→ **APPLY WHAT YOU READ**:
A – In the article on composting toilets and septic systems, quote everything from "His story was" down to "to our ponds.".
B – Which sources of grey water does the article on composting toilets and septic systems name? List each one.

→ **TEXT PROVIDED**:
What was tremendously frustrating about the process was that my house was not serviced by a conventional toilet system at all! Instead, waste was handled by a Clivus Multrum composting toilet system http://www.clivusmultrum.com/ whose unconventional regulatory status was not addressed in the rules. The leach field requirement was necessitated NOT to accommodate septic system “liquids”, but for the non-septic “grey water” coming from sinks, showers, laundry, and dishwashers. 

The Clivus system uses woodchips in an odorless tank in the basement to process the waste, and the grey water stream is segregated and typically used for irrigation and fertilization of landscaping plants and in my case was going to be pumped into a nearby flower garden. The regulators could not be convinced that the grey water was free of pathogens, and refused to issue a permit unless I built a huge, costly and unnecessary leaching field.
Fast forward in time to Martha’s Vineyard, where excessive nitrogen, primarily from urine, is getting into the groundwater and seriously affecting the health of the Vineyard Great Ponds. Eighty percent of Vineyard residents have onsite systems that are contributing to this problem, and because of the relatively thinly-settled nature of the Vineyard, centrally-sewering these properties will never be cost-effective. 

Over the past seven years, Wes and his partner’s denitrifying system was tested extensively at a pilot facility run by the state at Otis Air National Guard base. The system was getting promising results removing 80-90% of all the nitrogen entering the ground water. The innovative design involved using oyster shells, sulfur, and aerated small plastic bird cage shaped gizmos in the system’s primary and secondary treatment chambers. 

Wes had two priorities: (1) removing as much nitrogen as possible, and (2) making the system affordable to the homeowner. The challenge he faced was that, while the test process allowed him to do the considerable tweaking necessary to improve the system design and efficiency, the process took time and money. He ultimately found that testing and monitoring requirements for these “innovative/alternative” (“I/A”) systems in Massachusetts were simply too much for him. After seven years, he is still years away from being licensed to sell his system in this State. The project has come to an end. 

Wes cited, “a hellish process for approval” where, even if a system worked perfectly and all the tests were positive, the regulatory process would still take a solid seven more years just to get an approved license. 

His story was sounding frustratingly familiar to me.
He said that the extensive testing and monitoring was very expensive and he ended up paying for most of those costs and most of the test systems’ installation costs out of his own pocket. He was unable to find any backers and eventually his resources were exhausted.

Where to go from here? Planners and water scientists indicate that tackling the overall nitrogen loading “budget” for the Island of Martha’s Vineyard is best done by sewering those down-Island areas that were densely developed over the last several decades. That still leaves much of the rest of the Island tied to residential septic technology that will continue to contribute nitrogen, though more diffusely, to groundwater and to our ponds.

So the need for a proven I/R system remains. The hope is that entrepreneurs like Wes will have the stamina and the financial backers to be in it for the long haul required under current regulations. Better still would be a commitment from the state authorities to identify ways to streamline the I/A approval process while still protecting public health and safety.

→ **Stored items**:
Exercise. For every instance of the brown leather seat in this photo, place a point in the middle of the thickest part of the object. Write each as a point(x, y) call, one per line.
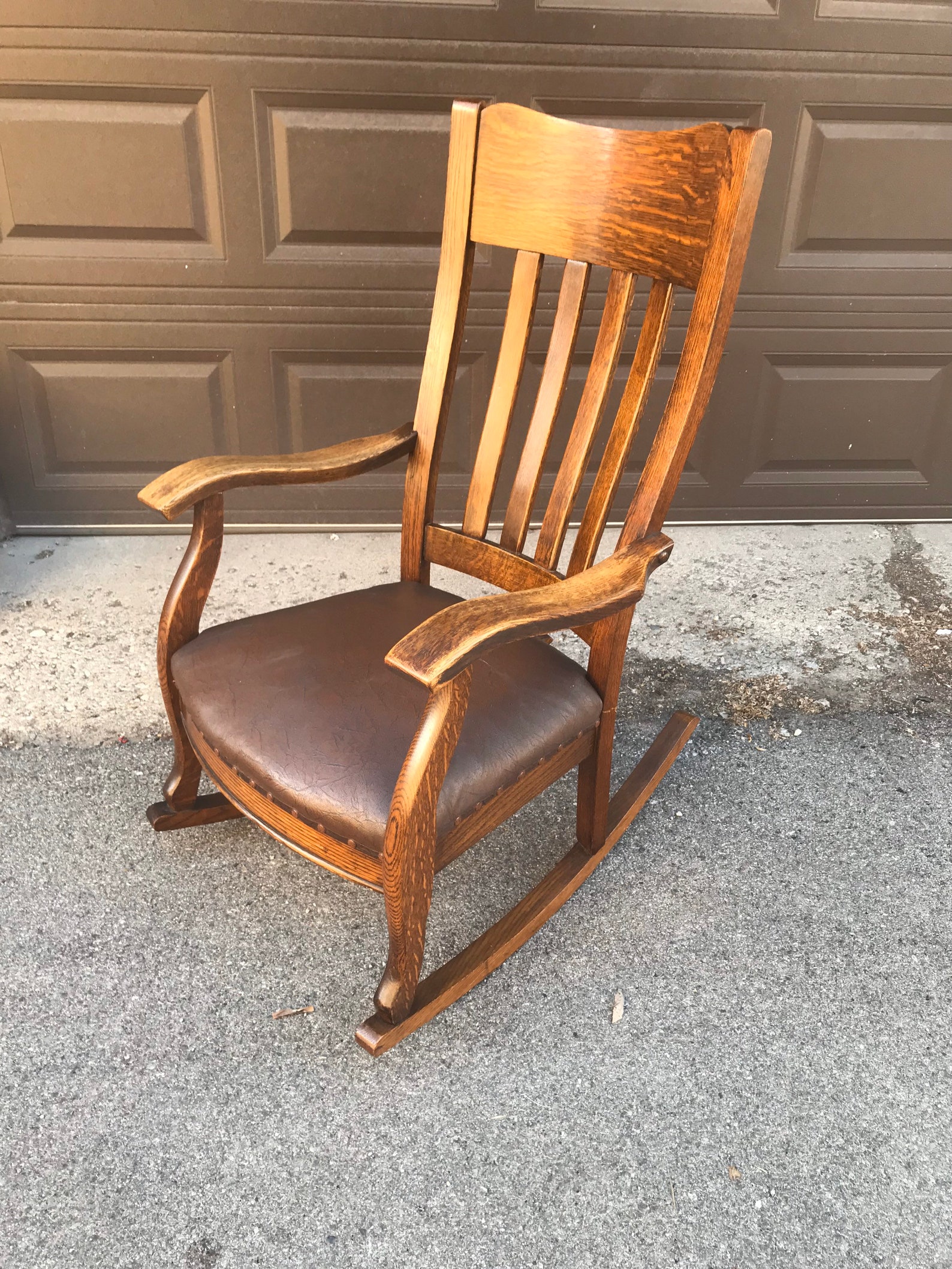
point(301, 703)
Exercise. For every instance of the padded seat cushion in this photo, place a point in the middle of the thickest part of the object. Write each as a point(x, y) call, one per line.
point(301, 703)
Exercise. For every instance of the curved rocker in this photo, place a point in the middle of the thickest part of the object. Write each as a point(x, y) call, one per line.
point(384, 733)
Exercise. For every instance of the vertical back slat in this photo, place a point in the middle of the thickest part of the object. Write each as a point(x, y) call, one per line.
point(555, 375)
point(505, 386)
point(598, 382)
point(625, 427)
point(704, 342)
point(444, 343)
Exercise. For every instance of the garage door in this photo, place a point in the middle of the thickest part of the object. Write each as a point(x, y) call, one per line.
point(221, 236)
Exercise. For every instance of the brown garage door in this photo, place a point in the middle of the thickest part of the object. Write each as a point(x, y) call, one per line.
point(222, 236)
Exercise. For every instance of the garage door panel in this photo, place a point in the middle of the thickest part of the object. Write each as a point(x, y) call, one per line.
point(356, 182)
point(840, 429)
point(104, 173)
point(93, 418)
point(871, 188)
point(323, 399)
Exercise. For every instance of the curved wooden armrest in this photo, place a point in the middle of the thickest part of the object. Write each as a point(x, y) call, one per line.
point(438, 649)
point(186, 485)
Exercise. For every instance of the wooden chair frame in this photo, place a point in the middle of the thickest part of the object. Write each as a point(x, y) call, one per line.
point(514, 179)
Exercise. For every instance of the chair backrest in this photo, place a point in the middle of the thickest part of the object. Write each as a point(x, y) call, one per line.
point(676, 207)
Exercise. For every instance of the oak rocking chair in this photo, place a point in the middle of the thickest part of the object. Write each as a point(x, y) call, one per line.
point(342, 726)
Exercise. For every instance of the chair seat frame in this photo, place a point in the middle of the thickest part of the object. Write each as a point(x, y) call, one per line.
point(492, 200)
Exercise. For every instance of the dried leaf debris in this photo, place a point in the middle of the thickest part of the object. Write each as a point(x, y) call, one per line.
point(290, 1013)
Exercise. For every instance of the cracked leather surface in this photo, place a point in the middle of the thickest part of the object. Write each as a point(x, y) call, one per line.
point(301, 702)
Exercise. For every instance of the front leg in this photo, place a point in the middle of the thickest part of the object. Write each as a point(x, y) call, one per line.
point(410, 843)
point(178, 626)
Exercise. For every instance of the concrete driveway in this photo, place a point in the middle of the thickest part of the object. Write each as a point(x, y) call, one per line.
point(778, 1090)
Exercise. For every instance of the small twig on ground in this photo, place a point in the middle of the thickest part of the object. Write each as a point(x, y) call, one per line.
point(290, 1013)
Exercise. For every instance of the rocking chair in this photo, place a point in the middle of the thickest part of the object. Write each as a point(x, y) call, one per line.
point(382, 733)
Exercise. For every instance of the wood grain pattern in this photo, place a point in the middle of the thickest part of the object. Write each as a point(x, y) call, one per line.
point(625, 427)
point(209, 809)
point(444, 344)
point(410, 844)
point(451, 640)
point(505, 387)
point(490, 950)
point(178, 625)
point(183, 486)
point(598, 384)
point(636, 201)
point(284, 825)
point(484, 560)
point(707, 330)
point(555, 375)
point(677, 207)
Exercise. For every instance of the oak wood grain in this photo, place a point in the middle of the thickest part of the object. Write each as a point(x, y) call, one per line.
point(707, 330)
point(207, 809)
point(201, 478)
point(555, 376)
point(484, 560)
point(452, 638)
point(505, 387)
point(178, 625)
point(490, 950)
point(625, 427)
point(594, 395)
point(445, 339)
point(636, 201)
point(410, 844)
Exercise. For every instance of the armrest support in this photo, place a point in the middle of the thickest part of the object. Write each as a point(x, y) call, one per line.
point(186, 485)
point(438, 649)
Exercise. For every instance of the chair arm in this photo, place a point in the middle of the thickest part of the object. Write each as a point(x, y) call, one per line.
point(444, 645)
point(186, 485)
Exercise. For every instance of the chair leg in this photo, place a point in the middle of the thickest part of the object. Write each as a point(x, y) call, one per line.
point(410, 844)
point(209, 809)
point(594, 788)
point(490, 950)
point(178, 625)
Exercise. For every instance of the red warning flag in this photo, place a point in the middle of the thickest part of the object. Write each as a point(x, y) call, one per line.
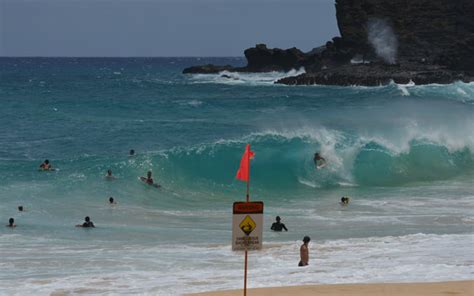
point(244, 171)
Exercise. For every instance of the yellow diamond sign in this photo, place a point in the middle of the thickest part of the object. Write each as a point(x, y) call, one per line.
point(247, 225)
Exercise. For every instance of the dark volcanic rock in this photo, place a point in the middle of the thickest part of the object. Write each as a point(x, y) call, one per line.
point(262, 59)
point(430, 41)
point(207, 69)
point(380, 74)
point(439, 31)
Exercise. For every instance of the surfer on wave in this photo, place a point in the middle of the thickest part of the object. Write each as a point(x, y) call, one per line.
point(319, 161)
point(45, 166)
point(149, 180)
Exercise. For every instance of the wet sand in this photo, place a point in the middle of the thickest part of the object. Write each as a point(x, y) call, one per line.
point(458, 288)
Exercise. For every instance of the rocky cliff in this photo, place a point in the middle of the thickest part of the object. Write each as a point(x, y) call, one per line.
point(426, 41)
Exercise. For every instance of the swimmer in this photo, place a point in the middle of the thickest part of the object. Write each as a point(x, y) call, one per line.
point(304, 252)
point(149, 180)
point(87, 223)
point(11, 223)
point(319, 161)
point(45, 166)
point(109, 175)
point(278, 226)
point(344, 201)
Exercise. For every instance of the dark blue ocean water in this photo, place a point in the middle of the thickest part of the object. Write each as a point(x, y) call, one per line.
point(404, 154)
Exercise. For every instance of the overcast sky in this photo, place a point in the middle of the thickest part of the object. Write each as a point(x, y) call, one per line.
point(161, 27)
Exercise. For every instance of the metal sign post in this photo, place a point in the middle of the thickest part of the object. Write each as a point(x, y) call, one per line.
point(247, 230)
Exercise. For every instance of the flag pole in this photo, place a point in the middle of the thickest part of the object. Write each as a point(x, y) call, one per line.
point(248, 200)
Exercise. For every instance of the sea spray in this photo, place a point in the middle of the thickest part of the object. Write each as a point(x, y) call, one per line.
point(383, 39)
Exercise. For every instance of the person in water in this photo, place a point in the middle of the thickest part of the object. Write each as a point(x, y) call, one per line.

→ **EXERCISE RESPONSES**:
A –
His story was sounding frustratingly familiar to me.
He said that the extensive testing and monitoring was very expensive and he ended up paying for most of those costs and most of the test systems’ installation costs out of his own pocket. He was unable to find any backers and eventually his resources were exhausted.

Where to go from here? Planners and water scientists indicate that tackling the overall nitrogen loading “budget” for the Island of Martha’s Vineyard is best done by sewering those down-Island areas that were densely developed over the last several decades. That still leaves much of the rest of the Island tied to residential septic technology that will continue to contribute nitrogen, though more diffusely, to groundwater and to our ponds.

B –
Sinks
Showers
Laundry
Dishwashers